**PROMPT**
Please gather every line in the rows below that contains the string "mask", and copy each one out in full.

**Labeling and segmentation rows**
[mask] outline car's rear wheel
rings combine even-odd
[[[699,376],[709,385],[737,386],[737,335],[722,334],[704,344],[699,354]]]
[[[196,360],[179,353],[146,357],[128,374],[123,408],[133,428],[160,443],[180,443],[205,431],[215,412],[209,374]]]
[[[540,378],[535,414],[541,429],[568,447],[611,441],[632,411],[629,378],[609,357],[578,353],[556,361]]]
==
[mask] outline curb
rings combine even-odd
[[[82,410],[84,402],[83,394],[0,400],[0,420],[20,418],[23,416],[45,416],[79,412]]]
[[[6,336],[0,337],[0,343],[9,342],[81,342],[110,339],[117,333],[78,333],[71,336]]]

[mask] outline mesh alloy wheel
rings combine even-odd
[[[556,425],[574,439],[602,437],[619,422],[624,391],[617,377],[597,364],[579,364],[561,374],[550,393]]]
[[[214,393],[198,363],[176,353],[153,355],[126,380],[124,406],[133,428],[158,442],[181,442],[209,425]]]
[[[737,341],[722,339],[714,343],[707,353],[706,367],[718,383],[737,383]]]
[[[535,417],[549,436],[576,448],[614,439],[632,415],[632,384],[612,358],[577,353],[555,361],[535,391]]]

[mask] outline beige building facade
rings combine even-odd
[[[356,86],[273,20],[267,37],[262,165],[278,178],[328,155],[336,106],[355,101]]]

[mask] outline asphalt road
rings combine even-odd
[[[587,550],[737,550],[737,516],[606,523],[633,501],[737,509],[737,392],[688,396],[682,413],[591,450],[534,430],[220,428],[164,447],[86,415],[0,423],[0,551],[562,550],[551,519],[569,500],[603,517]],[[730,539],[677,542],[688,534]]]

**WRITTEN ANSWER**
[mask] outline car's rear wheel
[mask] outline curb
[mask] outline mesh alloy wheel
[mask] outline beige building facade
[mask] outline asphalt road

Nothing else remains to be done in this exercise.